[Collected data]
----------
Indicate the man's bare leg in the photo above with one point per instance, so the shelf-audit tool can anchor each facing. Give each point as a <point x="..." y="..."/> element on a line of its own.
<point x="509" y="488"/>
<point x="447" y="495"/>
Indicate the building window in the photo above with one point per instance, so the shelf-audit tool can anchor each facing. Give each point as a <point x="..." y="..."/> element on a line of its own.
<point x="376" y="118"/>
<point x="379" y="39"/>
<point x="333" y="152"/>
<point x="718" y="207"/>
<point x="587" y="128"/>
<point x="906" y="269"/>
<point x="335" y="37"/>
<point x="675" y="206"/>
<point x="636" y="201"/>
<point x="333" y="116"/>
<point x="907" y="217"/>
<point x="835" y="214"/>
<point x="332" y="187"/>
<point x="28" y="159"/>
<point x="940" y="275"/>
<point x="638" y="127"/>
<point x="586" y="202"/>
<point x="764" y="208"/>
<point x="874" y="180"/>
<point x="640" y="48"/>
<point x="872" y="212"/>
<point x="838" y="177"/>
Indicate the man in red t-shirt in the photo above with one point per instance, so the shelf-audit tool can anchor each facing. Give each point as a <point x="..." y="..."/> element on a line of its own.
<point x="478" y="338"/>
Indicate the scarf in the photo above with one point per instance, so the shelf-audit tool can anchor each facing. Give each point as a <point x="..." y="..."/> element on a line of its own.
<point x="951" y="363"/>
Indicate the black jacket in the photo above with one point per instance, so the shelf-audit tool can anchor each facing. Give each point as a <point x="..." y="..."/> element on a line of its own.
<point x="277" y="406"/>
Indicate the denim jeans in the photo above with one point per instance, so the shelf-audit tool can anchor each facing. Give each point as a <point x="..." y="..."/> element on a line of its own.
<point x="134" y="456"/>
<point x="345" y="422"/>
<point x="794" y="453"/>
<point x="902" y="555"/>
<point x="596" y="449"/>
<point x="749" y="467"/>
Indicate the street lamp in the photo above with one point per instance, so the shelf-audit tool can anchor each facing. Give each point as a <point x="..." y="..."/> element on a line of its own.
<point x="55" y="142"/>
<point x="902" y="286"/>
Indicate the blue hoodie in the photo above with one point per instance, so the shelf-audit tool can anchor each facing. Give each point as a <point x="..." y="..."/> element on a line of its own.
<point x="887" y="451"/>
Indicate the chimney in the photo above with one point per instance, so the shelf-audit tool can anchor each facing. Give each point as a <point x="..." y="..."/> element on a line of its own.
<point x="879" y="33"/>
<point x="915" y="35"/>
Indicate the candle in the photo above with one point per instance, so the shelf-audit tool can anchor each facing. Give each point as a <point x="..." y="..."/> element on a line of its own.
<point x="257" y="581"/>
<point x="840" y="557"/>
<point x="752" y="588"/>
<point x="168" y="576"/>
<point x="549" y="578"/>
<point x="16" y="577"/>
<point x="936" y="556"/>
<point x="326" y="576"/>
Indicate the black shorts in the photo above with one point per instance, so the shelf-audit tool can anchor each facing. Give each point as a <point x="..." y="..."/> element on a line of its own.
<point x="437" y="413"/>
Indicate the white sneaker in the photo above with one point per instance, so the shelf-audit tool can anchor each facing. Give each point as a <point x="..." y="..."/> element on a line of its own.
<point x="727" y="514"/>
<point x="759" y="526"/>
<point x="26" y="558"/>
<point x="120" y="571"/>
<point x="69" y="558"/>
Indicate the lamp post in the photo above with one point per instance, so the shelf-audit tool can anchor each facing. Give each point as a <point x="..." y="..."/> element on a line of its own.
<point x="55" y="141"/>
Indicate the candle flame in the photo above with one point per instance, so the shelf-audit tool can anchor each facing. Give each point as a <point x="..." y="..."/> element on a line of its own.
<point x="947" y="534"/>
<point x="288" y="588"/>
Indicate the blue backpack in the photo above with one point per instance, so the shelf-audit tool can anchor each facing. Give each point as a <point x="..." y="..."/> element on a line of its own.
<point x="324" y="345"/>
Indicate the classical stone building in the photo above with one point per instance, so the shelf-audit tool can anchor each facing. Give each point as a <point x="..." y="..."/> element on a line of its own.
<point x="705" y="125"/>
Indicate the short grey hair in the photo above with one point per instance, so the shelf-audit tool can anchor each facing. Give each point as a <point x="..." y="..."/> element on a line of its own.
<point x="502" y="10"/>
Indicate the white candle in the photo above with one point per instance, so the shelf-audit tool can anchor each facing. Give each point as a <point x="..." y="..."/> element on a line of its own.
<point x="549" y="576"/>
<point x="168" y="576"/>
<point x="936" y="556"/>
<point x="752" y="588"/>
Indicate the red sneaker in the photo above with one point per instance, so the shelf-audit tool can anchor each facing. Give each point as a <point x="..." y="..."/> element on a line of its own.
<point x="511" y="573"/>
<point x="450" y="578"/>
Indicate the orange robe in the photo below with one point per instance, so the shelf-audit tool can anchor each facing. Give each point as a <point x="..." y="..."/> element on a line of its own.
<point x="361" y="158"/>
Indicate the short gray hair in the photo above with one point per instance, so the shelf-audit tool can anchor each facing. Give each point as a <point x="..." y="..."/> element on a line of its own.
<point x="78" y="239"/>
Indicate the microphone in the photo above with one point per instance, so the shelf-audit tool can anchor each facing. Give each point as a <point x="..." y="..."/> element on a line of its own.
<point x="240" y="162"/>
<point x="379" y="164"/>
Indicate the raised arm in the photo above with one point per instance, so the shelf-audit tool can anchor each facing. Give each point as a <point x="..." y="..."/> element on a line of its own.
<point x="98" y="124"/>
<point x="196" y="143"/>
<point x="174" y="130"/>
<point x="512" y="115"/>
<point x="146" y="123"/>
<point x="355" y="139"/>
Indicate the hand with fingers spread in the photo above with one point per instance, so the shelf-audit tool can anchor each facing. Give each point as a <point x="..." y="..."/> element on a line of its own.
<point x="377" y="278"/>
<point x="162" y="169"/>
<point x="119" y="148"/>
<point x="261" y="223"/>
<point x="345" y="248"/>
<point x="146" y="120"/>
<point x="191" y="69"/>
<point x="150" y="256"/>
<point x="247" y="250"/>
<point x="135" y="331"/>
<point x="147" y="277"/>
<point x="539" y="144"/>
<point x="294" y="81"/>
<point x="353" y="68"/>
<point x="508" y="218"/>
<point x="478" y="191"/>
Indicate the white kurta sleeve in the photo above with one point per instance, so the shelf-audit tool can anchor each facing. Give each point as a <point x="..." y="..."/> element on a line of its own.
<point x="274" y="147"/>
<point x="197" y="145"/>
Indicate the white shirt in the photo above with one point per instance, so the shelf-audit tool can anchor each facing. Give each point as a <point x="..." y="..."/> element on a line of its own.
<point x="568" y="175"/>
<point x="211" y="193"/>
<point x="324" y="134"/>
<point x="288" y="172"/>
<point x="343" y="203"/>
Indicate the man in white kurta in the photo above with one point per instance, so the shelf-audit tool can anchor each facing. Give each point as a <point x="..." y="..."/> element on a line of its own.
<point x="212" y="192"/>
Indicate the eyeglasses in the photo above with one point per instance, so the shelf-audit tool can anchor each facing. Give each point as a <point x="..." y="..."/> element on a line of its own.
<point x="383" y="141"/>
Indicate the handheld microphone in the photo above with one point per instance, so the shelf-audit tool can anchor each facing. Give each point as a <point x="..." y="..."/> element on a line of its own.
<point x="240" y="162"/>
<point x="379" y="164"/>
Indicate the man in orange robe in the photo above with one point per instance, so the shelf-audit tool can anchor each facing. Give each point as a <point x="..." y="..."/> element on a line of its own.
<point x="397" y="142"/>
----------
# Short problem:
Return the lines above, from the one containing "Indicate the man in white" to the end, exactly as they stand.

# Exercise output:
Indicate the man in white kurta in the photo above with one point per instance, so the shelf-audit tool can anchor each facing. Give each point as a <point x="..." y="..."/> element on a line of its own.
<point x="212" y="192"/>
Indicate the eyeglasses in the photo above with one point per instance, so the shelf-audit tool can anchor each facing. Give each point as a <point x="..." y="..."/> element on a line of its own.
<point x="383" y="141"/>
Indicate the handheld microphone in the photo above with one point per instance, so the shelf-audit tool can anchor each facing. Give each point as a <point x="..." y="..."/> element on a line of its own.
<point x="240" y="162"/>
<point x="379" y="164"/>
Indicate the man in orange robe in the photo above with one point per instance, so the shelf-audit tool can anchor each facing. Give each point as a <point x="..." y="..."/> element on a line of its own.
<point x="397" y="142"/>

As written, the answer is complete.